_Exercise_. Return every line of the records that contains the string "doorway".

_Recorded data_.
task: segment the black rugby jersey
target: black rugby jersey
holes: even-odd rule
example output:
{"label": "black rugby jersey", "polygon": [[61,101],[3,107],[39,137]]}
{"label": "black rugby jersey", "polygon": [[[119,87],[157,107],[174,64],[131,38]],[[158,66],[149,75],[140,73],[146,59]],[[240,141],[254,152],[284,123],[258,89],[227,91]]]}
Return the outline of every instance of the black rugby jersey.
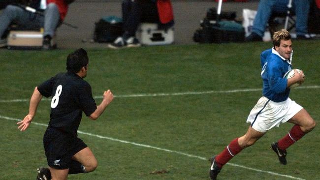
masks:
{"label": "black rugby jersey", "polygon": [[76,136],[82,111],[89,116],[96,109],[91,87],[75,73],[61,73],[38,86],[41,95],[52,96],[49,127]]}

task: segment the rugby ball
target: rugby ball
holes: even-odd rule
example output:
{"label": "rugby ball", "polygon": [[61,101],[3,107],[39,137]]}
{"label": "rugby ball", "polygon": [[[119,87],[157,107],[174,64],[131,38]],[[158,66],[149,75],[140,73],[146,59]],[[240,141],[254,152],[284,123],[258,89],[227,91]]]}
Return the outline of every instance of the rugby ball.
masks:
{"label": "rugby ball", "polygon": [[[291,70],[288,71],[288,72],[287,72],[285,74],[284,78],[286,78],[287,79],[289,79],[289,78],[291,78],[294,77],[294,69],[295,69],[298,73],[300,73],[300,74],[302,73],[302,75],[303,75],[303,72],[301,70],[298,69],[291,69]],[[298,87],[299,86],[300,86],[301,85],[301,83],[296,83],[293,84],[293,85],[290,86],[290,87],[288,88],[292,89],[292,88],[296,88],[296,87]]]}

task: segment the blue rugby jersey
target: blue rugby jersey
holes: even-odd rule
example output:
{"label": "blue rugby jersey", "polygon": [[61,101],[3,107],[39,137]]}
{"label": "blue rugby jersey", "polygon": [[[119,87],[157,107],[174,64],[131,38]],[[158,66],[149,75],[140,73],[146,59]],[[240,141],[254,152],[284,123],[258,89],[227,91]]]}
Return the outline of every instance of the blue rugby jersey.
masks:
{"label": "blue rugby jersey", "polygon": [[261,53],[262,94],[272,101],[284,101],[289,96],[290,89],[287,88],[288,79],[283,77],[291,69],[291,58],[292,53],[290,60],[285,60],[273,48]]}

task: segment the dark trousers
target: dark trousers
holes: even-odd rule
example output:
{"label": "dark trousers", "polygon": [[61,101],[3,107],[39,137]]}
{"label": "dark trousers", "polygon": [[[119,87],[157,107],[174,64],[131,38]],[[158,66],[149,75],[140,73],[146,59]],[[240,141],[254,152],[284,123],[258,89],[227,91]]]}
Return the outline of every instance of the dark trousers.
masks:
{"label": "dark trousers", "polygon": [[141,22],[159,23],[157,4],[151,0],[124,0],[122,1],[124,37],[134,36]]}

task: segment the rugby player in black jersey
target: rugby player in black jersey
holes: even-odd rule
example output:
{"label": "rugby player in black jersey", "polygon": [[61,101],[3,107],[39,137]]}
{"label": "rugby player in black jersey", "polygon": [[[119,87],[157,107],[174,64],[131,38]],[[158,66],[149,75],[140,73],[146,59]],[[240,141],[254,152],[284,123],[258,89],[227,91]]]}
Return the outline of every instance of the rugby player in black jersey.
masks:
--
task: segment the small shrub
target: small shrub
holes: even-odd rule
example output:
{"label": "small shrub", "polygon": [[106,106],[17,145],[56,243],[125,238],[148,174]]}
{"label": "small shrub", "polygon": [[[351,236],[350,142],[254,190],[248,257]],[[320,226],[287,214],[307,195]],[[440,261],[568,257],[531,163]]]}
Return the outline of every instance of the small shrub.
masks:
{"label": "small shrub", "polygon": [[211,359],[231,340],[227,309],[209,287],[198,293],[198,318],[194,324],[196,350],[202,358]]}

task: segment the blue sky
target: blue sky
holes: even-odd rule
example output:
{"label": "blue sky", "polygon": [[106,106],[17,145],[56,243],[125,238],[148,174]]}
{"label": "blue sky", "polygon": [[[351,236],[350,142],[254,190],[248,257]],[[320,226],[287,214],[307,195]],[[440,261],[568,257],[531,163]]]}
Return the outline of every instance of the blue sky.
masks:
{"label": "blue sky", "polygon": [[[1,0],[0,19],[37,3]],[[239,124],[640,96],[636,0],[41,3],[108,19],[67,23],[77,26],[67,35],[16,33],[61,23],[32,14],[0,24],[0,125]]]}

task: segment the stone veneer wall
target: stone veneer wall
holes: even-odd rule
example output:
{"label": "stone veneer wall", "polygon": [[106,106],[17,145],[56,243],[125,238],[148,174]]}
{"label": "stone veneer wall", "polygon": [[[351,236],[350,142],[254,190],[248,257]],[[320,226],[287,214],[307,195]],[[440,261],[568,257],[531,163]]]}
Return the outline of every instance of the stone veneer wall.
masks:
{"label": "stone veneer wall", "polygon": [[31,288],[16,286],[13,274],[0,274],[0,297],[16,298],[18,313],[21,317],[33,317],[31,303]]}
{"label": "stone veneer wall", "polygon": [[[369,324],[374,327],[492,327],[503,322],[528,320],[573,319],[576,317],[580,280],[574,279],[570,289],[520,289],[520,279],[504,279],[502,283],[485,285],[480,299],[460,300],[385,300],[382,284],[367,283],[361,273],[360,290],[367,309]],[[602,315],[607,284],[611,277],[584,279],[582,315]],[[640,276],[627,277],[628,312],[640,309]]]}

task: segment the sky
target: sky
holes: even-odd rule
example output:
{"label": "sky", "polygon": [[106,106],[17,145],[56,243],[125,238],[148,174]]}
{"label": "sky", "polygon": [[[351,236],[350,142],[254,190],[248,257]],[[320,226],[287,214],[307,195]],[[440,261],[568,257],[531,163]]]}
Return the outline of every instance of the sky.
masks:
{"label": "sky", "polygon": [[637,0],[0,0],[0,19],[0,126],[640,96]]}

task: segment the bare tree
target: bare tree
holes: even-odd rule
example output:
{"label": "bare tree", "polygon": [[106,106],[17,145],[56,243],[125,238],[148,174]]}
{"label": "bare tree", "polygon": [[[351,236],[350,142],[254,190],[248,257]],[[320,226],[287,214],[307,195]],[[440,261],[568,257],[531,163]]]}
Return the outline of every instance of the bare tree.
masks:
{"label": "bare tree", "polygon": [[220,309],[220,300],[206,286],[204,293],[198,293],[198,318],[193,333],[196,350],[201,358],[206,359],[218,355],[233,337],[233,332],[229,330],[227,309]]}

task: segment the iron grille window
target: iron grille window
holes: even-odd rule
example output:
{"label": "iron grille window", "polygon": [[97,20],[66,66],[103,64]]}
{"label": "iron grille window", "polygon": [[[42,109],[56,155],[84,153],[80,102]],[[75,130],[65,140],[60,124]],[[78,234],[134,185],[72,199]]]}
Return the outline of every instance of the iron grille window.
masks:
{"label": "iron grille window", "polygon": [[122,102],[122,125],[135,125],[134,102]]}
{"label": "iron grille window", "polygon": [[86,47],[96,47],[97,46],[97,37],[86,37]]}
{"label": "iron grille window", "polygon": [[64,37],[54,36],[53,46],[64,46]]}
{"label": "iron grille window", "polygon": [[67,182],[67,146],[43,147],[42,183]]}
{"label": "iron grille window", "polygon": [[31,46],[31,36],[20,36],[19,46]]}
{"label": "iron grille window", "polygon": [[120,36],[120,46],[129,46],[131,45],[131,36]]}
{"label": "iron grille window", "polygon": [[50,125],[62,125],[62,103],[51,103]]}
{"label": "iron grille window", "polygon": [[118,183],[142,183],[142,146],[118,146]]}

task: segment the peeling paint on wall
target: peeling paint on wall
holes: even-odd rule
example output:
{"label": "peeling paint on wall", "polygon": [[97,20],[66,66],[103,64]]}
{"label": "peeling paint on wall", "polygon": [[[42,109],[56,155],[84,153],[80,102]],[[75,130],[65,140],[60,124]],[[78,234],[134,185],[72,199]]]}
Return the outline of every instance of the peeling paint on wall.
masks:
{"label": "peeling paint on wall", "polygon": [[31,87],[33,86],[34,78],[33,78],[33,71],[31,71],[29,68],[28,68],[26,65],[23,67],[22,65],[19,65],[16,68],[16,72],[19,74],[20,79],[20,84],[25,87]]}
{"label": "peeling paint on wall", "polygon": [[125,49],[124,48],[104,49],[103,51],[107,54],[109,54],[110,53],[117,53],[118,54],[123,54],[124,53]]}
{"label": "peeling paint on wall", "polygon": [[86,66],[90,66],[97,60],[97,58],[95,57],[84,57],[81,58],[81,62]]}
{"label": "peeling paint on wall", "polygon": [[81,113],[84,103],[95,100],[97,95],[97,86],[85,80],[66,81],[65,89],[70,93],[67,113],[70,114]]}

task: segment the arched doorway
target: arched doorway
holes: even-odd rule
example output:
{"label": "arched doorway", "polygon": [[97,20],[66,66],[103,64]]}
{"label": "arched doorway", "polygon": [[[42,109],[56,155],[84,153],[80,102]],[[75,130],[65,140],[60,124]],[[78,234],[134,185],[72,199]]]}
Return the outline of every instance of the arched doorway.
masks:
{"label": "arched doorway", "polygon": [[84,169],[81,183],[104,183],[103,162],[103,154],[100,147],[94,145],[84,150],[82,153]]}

_Output_.
task: segment the arched doorway
target: arched doorway
{"label": "arched doorway", "polygon": [[97,20],[66,66],[103,64]]}
{"label": "arched doorway", "polygon": [[[42,109],[56,155],[84,153],[80,102]],[[75,130],[65,140],[60,124]],[[78,234],[134,185],[72,199]]]}
Return the outline of every instance of the arched doorway.
{"label": "arched doorway", "polygon": [[84,169],[81,183],[104,183],[103,162],[103,154],[100,147],[94,145],[84,150],[82,153]]}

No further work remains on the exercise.